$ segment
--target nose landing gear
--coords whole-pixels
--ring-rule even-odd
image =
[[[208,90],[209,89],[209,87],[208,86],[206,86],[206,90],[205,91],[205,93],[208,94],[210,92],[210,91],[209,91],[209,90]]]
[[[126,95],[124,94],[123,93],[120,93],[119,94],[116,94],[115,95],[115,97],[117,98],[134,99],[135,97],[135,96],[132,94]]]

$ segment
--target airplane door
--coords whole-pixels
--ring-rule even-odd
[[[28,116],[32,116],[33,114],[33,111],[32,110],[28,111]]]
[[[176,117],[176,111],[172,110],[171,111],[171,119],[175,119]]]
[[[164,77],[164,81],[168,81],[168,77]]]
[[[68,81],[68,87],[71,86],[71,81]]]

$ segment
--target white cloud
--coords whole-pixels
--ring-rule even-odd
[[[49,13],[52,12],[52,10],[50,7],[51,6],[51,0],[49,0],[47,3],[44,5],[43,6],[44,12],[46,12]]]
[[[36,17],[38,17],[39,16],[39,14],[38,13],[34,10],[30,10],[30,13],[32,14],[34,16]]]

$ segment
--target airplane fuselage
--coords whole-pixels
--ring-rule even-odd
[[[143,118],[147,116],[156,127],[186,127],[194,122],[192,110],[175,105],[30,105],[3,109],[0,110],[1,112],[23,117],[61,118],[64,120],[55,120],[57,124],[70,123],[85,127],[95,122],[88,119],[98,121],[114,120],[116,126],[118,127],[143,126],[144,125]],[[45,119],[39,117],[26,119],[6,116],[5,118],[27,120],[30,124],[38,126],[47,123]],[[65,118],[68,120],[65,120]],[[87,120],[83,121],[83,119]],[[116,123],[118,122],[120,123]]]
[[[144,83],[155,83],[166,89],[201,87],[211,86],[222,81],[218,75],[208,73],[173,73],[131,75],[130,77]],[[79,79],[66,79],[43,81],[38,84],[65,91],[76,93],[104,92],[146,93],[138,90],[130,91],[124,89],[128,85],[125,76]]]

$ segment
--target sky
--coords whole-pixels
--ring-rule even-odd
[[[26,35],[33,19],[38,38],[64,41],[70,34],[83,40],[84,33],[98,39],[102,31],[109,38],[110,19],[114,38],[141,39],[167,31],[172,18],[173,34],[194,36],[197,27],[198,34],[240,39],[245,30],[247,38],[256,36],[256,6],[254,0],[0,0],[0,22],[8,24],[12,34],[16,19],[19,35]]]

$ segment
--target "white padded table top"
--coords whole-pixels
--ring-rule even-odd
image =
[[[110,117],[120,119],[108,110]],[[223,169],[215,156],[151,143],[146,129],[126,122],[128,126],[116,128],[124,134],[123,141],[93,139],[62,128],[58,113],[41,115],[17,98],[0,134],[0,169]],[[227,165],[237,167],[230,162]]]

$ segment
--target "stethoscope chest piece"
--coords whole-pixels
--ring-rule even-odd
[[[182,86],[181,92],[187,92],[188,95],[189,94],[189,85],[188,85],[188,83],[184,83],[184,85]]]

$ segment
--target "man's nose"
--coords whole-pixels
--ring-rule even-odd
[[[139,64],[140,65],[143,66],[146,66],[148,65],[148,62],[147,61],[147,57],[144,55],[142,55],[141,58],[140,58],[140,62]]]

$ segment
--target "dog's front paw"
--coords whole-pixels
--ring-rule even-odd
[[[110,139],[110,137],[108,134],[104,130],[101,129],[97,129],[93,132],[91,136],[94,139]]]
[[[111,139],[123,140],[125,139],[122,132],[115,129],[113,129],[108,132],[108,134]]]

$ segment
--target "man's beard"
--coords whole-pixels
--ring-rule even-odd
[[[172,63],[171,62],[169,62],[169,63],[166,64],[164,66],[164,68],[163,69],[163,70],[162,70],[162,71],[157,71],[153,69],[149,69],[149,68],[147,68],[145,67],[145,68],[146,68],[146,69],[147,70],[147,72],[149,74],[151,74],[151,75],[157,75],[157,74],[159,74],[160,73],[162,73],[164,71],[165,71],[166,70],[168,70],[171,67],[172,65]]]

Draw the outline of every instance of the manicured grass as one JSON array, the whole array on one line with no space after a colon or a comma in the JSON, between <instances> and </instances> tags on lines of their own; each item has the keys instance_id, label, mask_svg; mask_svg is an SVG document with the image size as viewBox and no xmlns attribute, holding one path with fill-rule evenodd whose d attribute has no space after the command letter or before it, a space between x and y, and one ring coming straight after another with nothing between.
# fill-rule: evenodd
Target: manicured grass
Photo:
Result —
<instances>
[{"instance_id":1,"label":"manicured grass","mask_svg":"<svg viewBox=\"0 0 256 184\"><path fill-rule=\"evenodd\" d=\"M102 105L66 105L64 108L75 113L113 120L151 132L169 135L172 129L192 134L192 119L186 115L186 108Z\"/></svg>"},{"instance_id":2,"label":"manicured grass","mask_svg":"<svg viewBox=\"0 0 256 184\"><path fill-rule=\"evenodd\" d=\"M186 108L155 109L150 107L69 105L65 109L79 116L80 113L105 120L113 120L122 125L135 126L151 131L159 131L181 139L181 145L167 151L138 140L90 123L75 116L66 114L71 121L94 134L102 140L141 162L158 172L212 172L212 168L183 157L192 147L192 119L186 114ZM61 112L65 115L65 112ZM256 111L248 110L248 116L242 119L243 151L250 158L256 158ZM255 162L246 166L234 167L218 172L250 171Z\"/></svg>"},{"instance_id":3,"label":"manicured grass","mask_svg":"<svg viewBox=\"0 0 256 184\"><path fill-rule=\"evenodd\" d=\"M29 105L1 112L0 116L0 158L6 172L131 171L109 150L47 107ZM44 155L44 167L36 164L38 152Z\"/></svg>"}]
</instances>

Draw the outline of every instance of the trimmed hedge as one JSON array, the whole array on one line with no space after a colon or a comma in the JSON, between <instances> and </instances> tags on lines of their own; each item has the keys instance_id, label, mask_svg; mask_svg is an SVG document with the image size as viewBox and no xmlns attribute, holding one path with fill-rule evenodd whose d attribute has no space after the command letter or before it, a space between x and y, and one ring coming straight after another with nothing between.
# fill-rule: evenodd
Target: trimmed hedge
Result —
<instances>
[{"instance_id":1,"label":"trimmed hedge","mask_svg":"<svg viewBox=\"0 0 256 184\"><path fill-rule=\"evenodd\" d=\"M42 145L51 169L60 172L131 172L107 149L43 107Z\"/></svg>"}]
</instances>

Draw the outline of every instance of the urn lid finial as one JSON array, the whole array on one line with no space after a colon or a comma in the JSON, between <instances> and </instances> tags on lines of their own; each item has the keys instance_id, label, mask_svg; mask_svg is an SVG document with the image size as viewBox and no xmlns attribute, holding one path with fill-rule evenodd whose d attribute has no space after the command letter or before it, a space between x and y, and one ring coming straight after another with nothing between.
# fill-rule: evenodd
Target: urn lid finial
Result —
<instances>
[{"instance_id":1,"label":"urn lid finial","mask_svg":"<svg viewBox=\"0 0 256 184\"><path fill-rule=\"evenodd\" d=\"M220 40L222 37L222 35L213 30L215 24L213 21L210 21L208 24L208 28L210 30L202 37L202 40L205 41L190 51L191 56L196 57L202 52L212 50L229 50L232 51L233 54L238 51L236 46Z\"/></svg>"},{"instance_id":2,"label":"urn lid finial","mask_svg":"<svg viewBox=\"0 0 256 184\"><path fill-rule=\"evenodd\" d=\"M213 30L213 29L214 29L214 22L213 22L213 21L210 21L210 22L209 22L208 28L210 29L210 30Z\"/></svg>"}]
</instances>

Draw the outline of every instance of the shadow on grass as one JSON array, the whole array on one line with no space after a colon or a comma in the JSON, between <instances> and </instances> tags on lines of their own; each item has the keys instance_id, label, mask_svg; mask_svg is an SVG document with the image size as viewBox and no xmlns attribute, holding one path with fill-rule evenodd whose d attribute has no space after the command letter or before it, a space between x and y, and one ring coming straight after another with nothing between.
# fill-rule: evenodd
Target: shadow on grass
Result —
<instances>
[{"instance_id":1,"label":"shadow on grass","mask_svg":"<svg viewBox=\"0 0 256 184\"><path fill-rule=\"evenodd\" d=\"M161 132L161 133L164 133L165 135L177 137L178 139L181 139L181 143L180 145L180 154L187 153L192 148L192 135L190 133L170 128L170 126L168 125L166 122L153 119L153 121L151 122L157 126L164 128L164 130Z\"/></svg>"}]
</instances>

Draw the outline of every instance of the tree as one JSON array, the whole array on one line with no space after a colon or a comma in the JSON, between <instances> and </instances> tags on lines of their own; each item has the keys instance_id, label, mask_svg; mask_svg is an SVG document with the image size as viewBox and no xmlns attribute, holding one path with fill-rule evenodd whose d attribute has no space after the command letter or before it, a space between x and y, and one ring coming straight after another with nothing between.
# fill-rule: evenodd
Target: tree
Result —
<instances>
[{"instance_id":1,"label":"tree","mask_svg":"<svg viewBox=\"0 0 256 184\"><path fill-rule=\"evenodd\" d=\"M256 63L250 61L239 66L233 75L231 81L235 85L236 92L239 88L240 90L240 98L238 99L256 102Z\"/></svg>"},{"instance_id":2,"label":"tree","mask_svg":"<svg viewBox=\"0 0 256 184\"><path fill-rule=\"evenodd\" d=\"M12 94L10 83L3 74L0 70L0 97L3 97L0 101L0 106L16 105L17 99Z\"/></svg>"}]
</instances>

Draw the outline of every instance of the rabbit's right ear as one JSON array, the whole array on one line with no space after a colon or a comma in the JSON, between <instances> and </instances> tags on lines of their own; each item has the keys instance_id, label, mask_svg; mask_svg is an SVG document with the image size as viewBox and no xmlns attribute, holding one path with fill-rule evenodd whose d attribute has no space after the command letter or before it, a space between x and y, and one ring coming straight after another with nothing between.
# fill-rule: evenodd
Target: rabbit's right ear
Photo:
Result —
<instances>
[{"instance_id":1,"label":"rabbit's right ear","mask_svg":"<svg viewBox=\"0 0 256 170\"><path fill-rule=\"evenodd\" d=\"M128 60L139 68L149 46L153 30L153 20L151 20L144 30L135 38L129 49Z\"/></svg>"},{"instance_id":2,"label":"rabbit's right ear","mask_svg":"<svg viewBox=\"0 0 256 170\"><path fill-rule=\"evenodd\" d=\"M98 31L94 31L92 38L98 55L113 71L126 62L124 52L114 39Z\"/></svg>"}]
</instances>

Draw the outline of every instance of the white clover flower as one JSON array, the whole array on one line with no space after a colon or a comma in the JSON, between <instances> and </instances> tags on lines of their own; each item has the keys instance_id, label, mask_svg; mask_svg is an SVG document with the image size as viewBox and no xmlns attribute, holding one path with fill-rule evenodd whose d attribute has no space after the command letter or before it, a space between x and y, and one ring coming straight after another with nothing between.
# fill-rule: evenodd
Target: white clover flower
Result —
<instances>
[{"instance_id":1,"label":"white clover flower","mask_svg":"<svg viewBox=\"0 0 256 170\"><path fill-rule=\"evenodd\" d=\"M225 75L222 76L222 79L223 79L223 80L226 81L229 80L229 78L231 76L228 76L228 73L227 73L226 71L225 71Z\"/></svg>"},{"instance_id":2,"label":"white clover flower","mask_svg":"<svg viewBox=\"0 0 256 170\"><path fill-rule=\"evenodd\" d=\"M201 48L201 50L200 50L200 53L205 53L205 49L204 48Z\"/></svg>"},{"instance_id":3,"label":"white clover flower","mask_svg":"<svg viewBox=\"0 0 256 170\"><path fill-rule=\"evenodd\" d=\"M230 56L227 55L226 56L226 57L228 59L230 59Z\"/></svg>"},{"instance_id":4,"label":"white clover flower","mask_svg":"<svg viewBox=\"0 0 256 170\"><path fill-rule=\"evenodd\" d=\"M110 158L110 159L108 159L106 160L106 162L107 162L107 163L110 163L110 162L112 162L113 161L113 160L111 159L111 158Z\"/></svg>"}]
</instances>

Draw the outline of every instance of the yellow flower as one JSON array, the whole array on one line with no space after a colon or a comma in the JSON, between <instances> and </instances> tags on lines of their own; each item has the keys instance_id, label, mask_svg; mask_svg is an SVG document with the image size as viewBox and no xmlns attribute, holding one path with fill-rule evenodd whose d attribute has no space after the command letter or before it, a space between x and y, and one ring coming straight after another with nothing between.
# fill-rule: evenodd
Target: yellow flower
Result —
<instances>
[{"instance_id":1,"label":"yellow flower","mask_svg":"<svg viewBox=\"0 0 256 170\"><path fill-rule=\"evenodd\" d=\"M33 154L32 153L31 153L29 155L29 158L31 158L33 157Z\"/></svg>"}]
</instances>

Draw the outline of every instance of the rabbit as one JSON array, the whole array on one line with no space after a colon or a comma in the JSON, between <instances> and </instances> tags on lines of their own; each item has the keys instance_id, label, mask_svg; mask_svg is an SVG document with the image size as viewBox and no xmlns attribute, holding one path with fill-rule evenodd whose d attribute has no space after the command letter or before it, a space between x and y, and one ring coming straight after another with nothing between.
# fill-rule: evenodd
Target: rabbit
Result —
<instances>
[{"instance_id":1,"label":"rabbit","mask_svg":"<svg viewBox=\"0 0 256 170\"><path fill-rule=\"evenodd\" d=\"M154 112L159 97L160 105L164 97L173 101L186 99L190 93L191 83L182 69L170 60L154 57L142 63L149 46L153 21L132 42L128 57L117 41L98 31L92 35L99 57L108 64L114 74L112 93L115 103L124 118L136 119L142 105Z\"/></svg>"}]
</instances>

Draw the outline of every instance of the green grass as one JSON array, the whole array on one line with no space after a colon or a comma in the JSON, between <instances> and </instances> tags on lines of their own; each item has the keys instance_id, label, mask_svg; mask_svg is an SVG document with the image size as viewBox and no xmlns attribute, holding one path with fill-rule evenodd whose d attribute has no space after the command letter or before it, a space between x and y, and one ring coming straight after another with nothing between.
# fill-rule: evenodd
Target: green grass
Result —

= = = =

== Problem ==
Beginning with the line that contains "Draw the outline of every instance of the green", quote each line exactly through the last line of the entries above, and nothing beyond them.

== Result of this task ==
Draw the outline of every instance of the green grass as one JSON array, the whole array on one line with no space after a colon or a comma in the JSON, between <instances> and </instances> tags on lines of their own; each item has the keys instance_id, label, mask_svg; mask_svg is an SVG document with the image size as viewBox and no xmlns attribute, holding one path with fill-rule evenodd whose d attribute has no space after the command letter or before it, a space between x and y, and one ring coming straight after another with nothing between.
# fill-rule: evenodd
Target: green grass
Result —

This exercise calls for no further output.